■ SELECTION
□ □ □ □
Yuanjun Dai, An Wang, Yang Guo, Songqing Chen

Abstract

Unobstructed communication between Software Defined Networks (SDN) switches and the controller is vital for SDN's normal operation. We find from measurements, however, that the software control agents on some of the switches have very limited throughput. This can cause performance degradation if the switch has to handle a high control traffic load, as for instance due to flash crowds or DDoS attacks. Such degradation can occur even when the data plane forwarding capacity is under-utilized. The goal of our paper is to design new mechanisms to enable the network to scale up its ability to handle high control traffic loads. For this purpose, we design, implement, and experimentally evaluate Scotch, a solution that elastically scales up the control plane capacity by using a vSwitch based overlay. Scotch takes advantage of both the high control plane capacity of a large number of vSwitches and the high data plane capacity of commodity hardware switches to increase the SDN network scalability and resiliency under normal (e.g., flash crowds) or abnormal (e.g., DDoS attacks) traffic surge.
□ □ □ □
■ DATA EXTRACT
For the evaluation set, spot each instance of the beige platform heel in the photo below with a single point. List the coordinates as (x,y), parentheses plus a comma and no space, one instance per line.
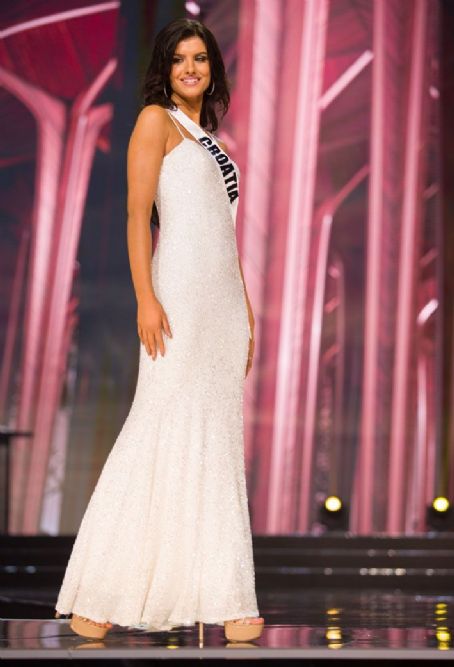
□ □ □ □
■ WRITTEN TASKS
a: Decide whether each of these statements agrees with the abstract about Scotch: (i) performance degradation can happen even when the data plane forwarding capacity is under-utilized; (ii) the measurements showed limited throughput in the software control agents of all switches; (iii) Scotch scales up control plane capacity with a vSwitch based overlay. Answer yes or no for each, quoting the words of the abstract that decide it.
b: Resume the abstract about Scotch, picking up right after its final sentence.

■ OUTPUTS
a:
(i) Yes: "Such degradation can occur even when the data plane forwarding capacity is under-utilized."
(ii) No: "the software control agents on some of the switches have very limited throughput."
(iii) Yes: "elastically scales up the control plane capacity by using a vSwitch based overlay."

b:
Citation
ACM Transactions on Internet Technology
Volume
23
Issue
1

Keywords

SDN, OpenFlow, vSwitch, control path, overlay

Citation

Dai, Y. , Wang, A. , Guo, Y. and Chen, S. (2023), Elastically Augmenting the Control-Path Throughput in SDN to Deal with Internet DDoS Attacks, ACM Transactions on Internet Technology, [online], https://doi.org/10.1145/3559759 (Accessed April 27, 2024)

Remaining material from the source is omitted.